**SUPPLIED TEXT**.
LTE supports both FDD and TDD mode. While FDD makes use of paired spectra for UL and DL transmission separated by a duplex frequency gap, TDD is alternating using the same spectral resources used for UL and DL, separated by guard time[8]. Each mode has its own frame structure within LTE and these are aligned with each other meaning that similar hardware can be used in the base stations and terminals to allow for economy of scale. The TDD mode in LTE is aligned with TD-SCDMA as well allowing for coexistence. Ericsson demonstrated at the MWC 2008 in Barcelona for the first time in the world both LTE FDD and TDD mode on the same base station platform.
Downlink
For MIMO operation, a distinction is made between single user MIMO, for enhancing one user's data throughput, and multi user MIMO for enhancing the cell throughput.
Uplink
In the uplink, LTE uses a pre-coded version of OFDM called Single Carrier Frequency Division Multiple Access (SC-FDMA). This is to compensate for a drawback with normal OFDM, which has a very high peak-to-average power ratio (PAPR). High PAPR requires expensive and inefficient power amplifiers with high requirements on linearity, which increases the cost of the terminal and drains the battery faster. SC-FDMA solves this problem by grouping together the resource blocks in such a way that reduces the need for linearity, and so power consumption, in the power amplifier. A low PAPR also improves coverage and the cell-edge performance.

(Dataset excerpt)
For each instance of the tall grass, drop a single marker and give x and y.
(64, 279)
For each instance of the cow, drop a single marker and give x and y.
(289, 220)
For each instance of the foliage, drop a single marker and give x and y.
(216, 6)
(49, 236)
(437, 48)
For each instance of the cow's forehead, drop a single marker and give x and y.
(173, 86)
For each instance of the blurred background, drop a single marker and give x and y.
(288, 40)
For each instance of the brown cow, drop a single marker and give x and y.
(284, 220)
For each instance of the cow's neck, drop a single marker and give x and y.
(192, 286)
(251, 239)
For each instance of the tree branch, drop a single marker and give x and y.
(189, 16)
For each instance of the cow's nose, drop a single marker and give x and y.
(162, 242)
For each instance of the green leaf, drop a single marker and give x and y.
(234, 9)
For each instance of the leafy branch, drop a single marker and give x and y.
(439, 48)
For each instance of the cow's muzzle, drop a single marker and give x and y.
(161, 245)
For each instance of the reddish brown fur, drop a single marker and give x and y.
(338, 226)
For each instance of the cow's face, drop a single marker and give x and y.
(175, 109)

**WHAT YOU ARE ASKED TO DO**.
Answer these questions about the LTE text:
1. In FDD mode, what separates the uplink and downlink transmissions?
2. What did Ericsson demonstrate at MWC 2008 in Barcelona?
3. What access scheme does LTE use in the uplink?

**SOLUTION TO THIS PROBLEM**.
1. A duplex frequency gap.
2. Both LTE FDD and TDD mode on the same base station platform.
3. Single Carrier Frequency Division Multiple Access (SC-FDMA), a pre-coded version of OFDM.